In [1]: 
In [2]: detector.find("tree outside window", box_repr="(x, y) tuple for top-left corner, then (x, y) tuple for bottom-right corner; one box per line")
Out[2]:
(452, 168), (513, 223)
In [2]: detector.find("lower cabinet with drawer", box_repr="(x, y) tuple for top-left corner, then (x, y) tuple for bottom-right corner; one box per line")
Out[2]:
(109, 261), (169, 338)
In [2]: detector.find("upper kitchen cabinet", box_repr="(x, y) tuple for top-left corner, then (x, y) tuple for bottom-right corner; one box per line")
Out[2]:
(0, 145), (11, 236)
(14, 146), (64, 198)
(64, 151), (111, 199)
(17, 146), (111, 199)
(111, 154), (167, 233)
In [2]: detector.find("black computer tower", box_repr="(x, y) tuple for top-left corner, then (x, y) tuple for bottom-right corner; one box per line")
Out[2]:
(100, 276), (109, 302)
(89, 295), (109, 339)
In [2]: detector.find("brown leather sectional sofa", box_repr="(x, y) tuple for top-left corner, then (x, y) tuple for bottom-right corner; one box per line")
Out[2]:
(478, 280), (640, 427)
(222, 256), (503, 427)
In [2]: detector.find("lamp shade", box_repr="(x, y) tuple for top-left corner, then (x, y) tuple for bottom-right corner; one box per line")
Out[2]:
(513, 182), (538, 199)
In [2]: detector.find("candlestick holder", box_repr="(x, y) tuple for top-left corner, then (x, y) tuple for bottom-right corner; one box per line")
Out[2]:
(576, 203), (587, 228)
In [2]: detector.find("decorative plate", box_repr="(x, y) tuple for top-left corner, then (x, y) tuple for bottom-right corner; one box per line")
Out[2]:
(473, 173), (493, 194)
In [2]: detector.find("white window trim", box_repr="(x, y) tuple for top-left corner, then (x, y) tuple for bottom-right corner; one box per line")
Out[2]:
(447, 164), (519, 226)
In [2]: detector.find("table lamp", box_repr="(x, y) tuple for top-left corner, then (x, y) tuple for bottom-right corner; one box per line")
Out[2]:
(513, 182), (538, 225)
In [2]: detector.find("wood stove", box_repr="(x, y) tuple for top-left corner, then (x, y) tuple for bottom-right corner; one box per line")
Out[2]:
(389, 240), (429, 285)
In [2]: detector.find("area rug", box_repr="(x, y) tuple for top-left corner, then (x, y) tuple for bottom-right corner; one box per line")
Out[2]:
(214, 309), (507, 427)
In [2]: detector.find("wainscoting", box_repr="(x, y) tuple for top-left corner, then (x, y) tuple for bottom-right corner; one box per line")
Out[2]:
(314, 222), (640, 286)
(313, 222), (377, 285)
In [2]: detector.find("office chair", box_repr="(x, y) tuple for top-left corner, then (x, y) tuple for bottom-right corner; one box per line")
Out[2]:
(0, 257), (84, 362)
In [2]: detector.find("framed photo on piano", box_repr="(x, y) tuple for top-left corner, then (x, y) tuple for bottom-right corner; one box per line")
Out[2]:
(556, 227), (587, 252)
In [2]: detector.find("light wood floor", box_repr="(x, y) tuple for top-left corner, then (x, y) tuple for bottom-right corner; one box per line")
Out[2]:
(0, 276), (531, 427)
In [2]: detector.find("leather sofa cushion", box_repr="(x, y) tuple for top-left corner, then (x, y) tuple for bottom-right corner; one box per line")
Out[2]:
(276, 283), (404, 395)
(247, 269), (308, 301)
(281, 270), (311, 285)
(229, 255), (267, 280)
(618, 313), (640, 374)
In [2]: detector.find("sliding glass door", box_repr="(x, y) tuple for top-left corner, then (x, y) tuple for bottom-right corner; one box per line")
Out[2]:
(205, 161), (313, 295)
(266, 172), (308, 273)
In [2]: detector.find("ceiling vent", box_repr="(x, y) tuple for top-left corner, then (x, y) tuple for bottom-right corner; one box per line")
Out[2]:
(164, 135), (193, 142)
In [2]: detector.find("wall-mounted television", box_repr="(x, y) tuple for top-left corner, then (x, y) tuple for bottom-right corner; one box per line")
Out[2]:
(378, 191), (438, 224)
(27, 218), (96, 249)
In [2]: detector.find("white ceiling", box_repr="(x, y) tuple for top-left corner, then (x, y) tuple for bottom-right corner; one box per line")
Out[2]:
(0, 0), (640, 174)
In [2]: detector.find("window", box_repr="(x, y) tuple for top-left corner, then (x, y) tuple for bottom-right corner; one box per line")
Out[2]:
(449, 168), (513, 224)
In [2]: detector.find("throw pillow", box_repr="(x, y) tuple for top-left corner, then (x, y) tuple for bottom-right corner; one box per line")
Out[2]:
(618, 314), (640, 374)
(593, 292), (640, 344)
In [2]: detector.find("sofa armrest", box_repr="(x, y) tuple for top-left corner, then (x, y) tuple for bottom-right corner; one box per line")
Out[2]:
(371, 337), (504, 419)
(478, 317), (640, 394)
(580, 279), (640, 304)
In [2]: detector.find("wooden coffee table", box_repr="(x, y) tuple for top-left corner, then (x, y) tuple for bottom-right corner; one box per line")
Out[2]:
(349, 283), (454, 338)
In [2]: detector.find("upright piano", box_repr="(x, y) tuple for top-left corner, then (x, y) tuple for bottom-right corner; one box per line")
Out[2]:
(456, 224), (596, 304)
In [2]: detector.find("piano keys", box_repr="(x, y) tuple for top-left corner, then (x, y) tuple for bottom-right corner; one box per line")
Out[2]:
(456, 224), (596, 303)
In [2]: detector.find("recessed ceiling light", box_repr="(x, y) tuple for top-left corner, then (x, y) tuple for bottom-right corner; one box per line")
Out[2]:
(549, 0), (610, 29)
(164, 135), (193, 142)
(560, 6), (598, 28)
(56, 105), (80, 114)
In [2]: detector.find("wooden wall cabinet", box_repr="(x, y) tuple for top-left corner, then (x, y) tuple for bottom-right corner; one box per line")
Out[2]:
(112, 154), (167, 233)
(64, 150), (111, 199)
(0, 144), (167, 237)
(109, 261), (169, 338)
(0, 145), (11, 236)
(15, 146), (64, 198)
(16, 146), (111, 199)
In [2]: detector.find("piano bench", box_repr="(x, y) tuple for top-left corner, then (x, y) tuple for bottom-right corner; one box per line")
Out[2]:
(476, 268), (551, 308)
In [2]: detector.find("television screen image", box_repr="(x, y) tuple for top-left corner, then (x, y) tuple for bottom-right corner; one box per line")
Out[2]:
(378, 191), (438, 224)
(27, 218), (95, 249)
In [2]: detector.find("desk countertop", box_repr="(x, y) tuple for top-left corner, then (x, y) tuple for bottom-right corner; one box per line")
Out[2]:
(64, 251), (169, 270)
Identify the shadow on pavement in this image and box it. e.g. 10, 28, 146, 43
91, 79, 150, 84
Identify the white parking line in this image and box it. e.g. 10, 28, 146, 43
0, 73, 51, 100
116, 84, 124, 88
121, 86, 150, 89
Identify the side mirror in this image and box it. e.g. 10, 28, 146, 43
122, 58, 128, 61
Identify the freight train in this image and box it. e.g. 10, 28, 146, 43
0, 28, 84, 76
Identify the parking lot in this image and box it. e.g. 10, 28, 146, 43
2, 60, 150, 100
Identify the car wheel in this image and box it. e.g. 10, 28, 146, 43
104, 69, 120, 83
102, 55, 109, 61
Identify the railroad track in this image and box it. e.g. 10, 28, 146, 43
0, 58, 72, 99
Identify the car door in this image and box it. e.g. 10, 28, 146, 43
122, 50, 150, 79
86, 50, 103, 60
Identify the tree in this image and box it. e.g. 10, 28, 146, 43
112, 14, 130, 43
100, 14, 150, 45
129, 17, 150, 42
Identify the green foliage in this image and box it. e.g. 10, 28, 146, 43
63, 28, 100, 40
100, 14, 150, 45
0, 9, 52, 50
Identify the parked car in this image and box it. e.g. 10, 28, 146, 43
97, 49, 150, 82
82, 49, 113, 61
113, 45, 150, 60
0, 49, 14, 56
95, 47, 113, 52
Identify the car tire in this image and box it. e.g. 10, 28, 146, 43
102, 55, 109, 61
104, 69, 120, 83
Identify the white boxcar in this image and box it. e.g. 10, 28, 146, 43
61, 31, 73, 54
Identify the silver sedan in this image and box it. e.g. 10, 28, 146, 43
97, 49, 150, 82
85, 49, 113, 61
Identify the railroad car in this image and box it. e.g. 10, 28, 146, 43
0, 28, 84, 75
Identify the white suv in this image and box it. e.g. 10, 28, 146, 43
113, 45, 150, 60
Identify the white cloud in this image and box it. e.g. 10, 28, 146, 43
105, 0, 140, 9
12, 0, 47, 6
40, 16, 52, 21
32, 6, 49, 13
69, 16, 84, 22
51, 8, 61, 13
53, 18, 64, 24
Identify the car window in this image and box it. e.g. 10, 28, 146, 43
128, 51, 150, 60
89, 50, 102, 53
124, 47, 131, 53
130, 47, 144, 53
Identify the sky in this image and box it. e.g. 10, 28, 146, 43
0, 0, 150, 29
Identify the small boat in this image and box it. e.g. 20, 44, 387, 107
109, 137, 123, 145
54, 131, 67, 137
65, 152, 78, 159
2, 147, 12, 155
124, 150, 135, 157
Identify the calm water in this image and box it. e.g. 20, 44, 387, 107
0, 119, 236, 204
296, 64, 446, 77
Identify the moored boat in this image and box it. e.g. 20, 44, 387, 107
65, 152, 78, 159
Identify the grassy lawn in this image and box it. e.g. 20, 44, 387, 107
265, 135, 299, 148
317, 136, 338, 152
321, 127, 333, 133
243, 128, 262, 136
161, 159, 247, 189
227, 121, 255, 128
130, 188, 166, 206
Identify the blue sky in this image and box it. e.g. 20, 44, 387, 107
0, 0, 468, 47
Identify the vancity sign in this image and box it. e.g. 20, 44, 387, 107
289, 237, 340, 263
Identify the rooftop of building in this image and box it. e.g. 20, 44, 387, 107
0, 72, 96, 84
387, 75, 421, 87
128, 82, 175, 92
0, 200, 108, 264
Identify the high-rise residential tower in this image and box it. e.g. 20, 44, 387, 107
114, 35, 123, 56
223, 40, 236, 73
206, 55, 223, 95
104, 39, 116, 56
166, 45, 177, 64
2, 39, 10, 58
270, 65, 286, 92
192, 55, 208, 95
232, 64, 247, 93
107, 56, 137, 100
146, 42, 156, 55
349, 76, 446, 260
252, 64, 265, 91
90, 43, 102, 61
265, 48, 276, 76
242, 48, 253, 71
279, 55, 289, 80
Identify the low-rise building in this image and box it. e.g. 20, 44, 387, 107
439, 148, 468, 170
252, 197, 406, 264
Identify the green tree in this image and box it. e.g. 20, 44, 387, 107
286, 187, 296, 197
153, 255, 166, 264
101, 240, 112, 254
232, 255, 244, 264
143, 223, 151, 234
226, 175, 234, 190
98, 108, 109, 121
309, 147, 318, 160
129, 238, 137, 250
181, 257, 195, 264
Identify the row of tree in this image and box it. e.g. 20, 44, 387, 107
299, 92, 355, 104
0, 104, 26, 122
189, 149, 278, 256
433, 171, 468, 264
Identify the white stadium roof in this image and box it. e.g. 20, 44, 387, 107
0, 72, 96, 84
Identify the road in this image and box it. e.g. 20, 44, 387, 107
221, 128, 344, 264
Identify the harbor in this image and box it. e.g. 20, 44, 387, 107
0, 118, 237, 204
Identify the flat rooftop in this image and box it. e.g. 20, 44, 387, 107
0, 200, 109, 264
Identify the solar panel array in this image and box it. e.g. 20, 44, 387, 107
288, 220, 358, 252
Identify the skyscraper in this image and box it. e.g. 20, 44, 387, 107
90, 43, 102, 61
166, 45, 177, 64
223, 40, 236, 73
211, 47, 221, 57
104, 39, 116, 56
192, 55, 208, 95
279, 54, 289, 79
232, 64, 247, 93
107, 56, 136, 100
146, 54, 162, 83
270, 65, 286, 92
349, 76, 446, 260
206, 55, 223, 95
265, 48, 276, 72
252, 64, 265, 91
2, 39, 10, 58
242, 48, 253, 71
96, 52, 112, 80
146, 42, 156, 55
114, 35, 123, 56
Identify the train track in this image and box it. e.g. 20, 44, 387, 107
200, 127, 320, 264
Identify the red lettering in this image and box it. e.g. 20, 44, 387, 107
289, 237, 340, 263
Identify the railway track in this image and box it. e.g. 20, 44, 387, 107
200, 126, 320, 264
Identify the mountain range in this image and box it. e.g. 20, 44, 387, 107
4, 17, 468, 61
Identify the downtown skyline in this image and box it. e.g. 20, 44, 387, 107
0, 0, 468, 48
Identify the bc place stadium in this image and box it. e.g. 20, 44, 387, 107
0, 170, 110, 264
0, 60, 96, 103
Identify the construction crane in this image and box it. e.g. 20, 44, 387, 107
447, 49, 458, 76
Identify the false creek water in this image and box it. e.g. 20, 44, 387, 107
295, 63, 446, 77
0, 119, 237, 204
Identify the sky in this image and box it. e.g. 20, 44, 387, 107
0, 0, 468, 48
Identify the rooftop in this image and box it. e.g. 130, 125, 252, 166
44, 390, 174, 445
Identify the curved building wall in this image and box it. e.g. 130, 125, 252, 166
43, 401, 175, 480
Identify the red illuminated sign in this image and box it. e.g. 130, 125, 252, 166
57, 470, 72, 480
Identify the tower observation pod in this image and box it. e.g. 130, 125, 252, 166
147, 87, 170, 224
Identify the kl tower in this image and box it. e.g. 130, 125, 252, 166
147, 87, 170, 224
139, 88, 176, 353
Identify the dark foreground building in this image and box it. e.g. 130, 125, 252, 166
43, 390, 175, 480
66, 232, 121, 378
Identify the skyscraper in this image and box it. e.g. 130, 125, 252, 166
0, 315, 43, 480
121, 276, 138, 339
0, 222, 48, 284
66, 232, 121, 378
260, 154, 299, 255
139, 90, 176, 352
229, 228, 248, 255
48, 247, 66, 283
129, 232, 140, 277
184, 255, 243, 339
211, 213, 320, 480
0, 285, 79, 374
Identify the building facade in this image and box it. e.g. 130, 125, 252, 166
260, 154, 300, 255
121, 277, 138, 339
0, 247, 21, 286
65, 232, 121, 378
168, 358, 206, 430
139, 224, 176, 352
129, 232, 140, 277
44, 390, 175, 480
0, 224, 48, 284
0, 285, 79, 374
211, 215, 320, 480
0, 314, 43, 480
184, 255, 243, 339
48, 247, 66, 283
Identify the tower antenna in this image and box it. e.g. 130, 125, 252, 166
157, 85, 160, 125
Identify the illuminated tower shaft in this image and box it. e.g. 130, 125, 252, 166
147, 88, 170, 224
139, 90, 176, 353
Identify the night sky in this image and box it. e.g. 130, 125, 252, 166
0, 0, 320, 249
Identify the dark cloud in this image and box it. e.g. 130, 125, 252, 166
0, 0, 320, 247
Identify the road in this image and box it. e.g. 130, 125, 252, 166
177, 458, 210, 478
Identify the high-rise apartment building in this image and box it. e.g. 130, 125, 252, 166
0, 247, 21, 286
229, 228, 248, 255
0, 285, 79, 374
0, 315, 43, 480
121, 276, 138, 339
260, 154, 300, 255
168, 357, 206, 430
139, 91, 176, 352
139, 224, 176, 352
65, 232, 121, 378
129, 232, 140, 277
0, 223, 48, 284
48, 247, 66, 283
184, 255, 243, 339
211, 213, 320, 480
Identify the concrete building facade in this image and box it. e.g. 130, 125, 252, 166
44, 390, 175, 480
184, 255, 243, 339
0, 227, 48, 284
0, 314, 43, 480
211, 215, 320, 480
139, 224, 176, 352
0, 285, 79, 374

Your objective » Copy the data above, starting at the line that contains "Identify the white cloud" and ending after the line that contains "124, 150, 135, 157", with both of those lines included.

Exercise response »
Identify the white cloud in this image and box it. e.g. 10, 28, 146, 43
105, 0, 140, 9
12, 0, 47, 6
40, 16, 52, 21
32, 6, 49, 13
69, 16, 84, 22
51, 8, 61, 13
53, 18, 64, 24
Identify the car window in this image and box it. e.g. 10, 28, 146, 43
128, 51, 150, 60
89, 50, 102, 53
124, 47, 131, 53
130, 47, 144, 53
Identify the sky in this image and box it. e.g. 10, 28, 146, 43
0, 0, 150, 29
Identify the small boat in this image and box it. e.g. 20, 44, 387, 107
109, 137, 123, 145
54, 131, 67, 137
65, 152, 78, 159
2, 147, 12, 155
124, 150, 135, 157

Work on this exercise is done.